Source data:
+ + +
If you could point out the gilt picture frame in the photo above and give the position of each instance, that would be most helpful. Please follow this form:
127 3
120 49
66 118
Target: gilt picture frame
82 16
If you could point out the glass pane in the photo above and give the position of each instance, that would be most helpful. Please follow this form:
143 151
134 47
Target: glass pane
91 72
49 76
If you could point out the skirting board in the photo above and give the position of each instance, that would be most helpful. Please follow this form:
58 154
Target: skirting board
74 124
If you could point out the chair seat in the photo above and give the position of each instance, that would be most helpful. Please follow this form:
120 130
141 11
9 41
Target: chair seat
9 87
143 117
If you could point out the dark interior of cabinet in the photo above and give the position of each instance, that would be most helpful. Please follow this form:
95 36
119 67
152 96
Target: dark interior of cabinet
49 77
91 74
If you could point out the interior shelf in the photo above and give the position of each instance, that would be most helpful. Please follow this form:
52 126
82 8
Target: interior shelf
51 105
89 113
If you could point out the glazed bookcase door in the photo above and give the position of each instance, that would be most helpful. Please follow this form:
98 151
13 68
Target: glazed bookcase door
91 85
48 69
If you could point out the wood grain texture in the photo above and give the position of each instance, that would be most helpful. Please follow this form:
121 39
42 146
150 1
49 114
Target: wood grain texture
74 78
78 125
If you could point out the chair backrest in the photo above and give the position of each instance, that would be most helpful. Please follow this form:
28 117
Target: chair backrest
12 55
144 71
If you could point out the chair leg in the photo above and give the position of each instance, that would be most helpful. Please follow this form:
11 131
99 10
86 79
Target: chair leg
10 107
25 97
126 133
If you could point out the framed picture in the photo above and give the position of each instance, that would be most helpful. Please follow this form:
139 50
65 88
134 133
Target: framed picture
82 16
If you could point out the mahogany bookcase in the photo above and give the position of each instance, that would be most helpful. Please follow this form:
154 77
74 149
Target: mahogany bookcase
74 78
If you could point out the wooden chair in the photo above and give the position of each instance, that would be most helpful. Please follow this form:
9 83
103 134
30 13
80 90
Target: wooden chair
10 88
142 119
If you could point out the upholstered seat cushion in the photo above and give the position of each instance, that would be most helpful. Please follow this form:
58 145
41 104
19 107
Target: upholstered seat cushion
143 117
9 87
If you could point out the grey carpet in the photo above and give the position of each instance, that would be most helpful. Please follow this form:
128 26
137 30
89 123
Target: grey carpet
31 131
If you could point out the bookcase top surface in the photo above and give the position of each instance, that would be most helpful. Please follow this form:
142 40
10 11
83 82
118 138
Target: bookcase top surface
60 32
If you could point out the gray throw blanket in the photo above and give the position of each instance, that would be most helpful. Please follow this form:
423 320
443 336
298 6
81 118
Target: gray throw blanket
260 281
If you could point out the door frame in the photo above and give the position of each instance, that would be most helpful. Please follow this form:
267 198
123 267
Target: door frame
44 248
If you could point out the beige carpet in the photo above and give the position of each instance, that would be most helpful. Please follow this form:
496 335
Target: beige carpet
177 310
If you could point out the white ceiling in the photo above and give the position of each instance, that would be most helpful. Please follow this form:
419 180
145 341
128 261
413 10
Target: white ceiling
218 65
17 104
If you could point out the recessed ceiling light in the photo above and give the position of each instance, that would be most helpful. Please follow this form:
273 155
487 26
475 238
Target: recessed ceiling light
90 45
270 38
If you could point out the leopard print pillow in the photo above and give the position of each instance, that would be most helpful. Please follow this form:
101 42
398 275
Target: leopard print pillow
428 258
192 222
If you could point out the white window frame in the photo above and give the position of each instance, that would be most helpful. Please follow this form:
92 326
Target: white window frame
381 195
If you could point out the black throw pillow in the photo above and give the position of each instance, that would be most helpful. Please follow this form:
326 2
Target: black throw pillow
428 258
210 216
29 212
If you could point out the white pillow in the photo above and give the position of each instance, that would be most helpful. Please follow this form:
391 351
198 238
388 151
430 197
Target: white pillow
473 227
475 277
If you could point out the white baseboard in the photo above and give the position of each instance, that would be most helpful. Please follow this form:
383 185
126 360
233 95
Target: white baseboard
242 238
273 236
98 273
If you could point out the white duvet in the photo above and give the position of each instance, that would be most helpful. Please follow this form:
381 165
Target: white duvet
+ + +
EXERCISE GOAL: Update the rows above so that every occurrence of "most helpful" becomes "greatly appreciated", with nothing else altered.

EXERCISE RESPONSE:
If you could point out the gilt picture frame in the photo above and give the position of each instance, that would be greatly appreciated. Please follow this form:
127 3
120 49
66 118
Target: gilt picture frame
82 16
If you could point out the glass pane in the photo above and give the position of each instance, that would be greatly appreciated. Please follow this form:
143 151
134 47
Target: glass pane
91 72
49 76
If you could point out the skirting board in the photo above and give the position of each instance, that would be greatly appreciated. Please follow this form:
58 154
Target: skirting board
74 124
If you could point out the chair seat in the photo above and give the position of each instance, that would be greatly appreciated. Please follow this form:
120 130
141 11
9 41
Target: chair seat
9 87
143 117
If you could point out the dark interior of cabinet in the photo above and give the position of each instance, that would be greatly appreciated. Please follow this form:
95 36
119 67
152 96
Target: dark interior of cabinet
49 77
91 74
If you could point out the interior shelf in the photo above and give the position of each instance, that would be greatly appreciated. Please follow this form:
52 126
82 8
Target: interior shelf
51 105
89 113
If you could point out the glazed bookcase door in the photo above and give the position of each instance, that would be greatly appreciated. Please follow this form:
98 151
13 68
Target: glazed bookcase door
91 85
48 69
If you could point out the wood grain texture in the photo above and give the position of each instance, that would be greatly appreciated. Please follow this form:
121 39
42 146
150 1
49 114
Target: wood grain texture
74 78
78 125
If you could point out the chair backrest in the photo above and give the position of each instance, that would be greatly appreciated. Please follow this form:
28 117
Target: chair backrest
12 55
144 71
If you could point out the chair leg in the photo above and give the position of each instance, that would be greatly appreciated. Please follow this form:
11 131
99 10
86 79
Target: chair leg
10 107
25 97
126 133
If you could point out the framed picture in the photo above and give the position of each instance, that would be greatly appreciated. Please follow this form:
139 50
65 88
134 133
Target: framed picture
82 16
If you could point out the mahogany bookcase in the photo above and give the position of each instance, that would be greatly appreciated. Please follow this form:
154 77
74 149
Target: mahogany bookcase
74 78
If you could point out the wooden chair in the photo above and give the position of each instance, that would be greatly appreciated. Please follow this form:
9 83
103 134
30 13
80 90
Target: wooden chair
10 88
142 119
If you could point out the upholstered seat cushion in the photo above and give the position of each instance, that would be greatly appreciated. Please follow this form:
58 145
41 104
19 107
Target: upholstered seat cushion
143 117
9 87
If you could point out the grey carpet in the photo above and give the position of each instance, that would be greatly appreciated. Please follow this form:
128 26
137 30
89 123
Target: grey carpet
31 131
If you could point out the bookcase top surface in the photo above and give the position of each instance, that would be greatly appreciated. Please follow this form:
142 40
10 11
83 82
118 138
Target: bookcase top surface
60 32
If you could point out the gray throw blanket in the photo above and give the position of each instance, that would be greatly appreciated. Please follow this form:
423 320
443 336
298 6
81 118
Target: gray throw blanket
260 281
If you could point out the door frame in the photo above and give the position of each instance, that would be greatly appreciated. Please follow this form:
267 198
123 267
Target: door frame
44 248
If you could point out the beige carpet in the photo above and give the position of each instance, that would be greatly appreciated. Please follow this form:
496 335
Target: beige carpet
177 310
If you could point out the white ceiling in the photo above and give the position of each instance, that would be greatly appreciated. Please follow this form:
419 180
145 341
128 261
413 10
Target: white ceiling
218 65
17 104
If you could point out the recessed ceiling light in the photo above and give the position of each instance, that would be greatly appreciated. Please follow this form:
273 155
487 26
475 238
Target: recessed ceiling light
90 45
270 38
If you could point out the leopard print pillow in the photo above and give the position of each instance, that would be greatly appreciated. Please follow this form:
101 42
398 275
Target: leopard print pillow
428 258
192 222
If you could point out the white window frame in the photo above and give the position of each instance, that would be greatly appreciated. Please follow this form:
92 326
Target: white window frame
381 195
If you could point out the black throw pillow in the photo above and give the position of each instance, that would be greatly appreciated. Please follow this form:
326 2
Target: black throw pillow
428 258
210 216
29 212
If you could point out the white pillow in the photo above and give the position of each instance, that would be greatly appreciated. Please follow this form:
391 351
198 238
388 151
430 197
Target: white pillow
473 227
475 277
If you could point out the white baseboard in the photo above and give the position of each instance, that would be greatly appreciated. Please follow this form:
383 185
126 360
233 95
Target: white baseboard
242 238
273 236
98 273
If you could point out the white duvet in the photo above and give the position of each instance, that would be greatly appreciated. Please follow this form:
381 165
Target: white duvet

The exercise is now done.